▸ CHALLENGE
According to the author biography, where did the author's parents move the family after the civil war broke out in Beirut?

▸ DOCUMENT EXCERPT
..............................

More About the Author

Well, since you asked... I was born in Beirut, a Scorpio and the youngest of three. The civil war broke out there when I was 14 and my parents, in a noble effort to keep us alive into adulthood, wisely moved us to Rye, NY. I stayed there until I graduated from Rye Country Day School, then, intent on thwarting my parents' nurturing instincts, I decided to go back to Lebanon to study architecture at the American University of Beirut. Which, in hindsight, wasn't as nutty a decision as you might think. Those years, marred by repeated flare-ups of fighting and a couple of invasions, were emotionally taxing, harrowing, sometimes dangerous, often maddeningly frustrating, but always intense in the most visceral sense of the word and, weirdly enough, I wouldn't have missed them for the world. Maybe that's the Scorpio in me...

So there I was, gingerly studying architecture in the hopes of one day helping rebuild the city (rumours that a local cabal of intensely purist architects was having ugly buildings selectively blown up remain unproven). The civil war erupted again a few weeks after I graduated, and I was evacuated out from the beach down the road from our apartment on a sunny but sad day in February, 1984, by the Marine Corp's 22nd Amphibious Unit on board a Chinook helicopter, to whom I'll be eternally grateful (the Marines, not the chopper).

I ended up in London, where I joined a small architecture practice. The architecture scene in Europe was pretty bleak at that time, so I decided to explore other career options. I got an MBA at INSEAD in Fontainebleau, France, and joined an investment bank, selling gold-linked convertibles and other far less exotic financial instruments, surrounded by Gekko wannabes and hating waking up every day. In fairness, I have to credit those 'wilderness' years with one wonderful thing: meeting my gorgeous wife, who tolerated my exhausting yearnings for something more fulfilling and eventually gave me two incredible daughters.

I left the glamorous (at the time, anyway) world of investment banking after three years to return to my creative roots. I bounced around for a while, trying different things, and during a business trip to the Bahamas (don't ask), I met a banker who dabbled in the film business. I've always been a film geek and harbored a burning desire to make movies, so at dinner one night, I bounced an idea off him, and the idea struck a chord. I had a new partner, and we agreed to develop my idea into a screenplay -- by hiring a professional screenwriter he'd worked with.

Several conference calls later, the outlines coming back from Los Angeles weren't what I had in mind. I offered to write an outline myself. When I faxed my notes to my partner (yes, this was in the early 90s, long before email), he called me up and said, "Our man in L.A. isn't going to write this movie for us. You are. You're a writer."

..............................

▸ DATA LINES

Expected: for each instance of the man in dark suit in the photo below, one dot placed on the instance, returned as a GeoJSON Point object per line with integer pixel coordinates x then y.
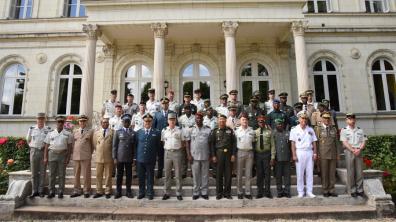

..............................

▸ SOLUTION
Rye, NY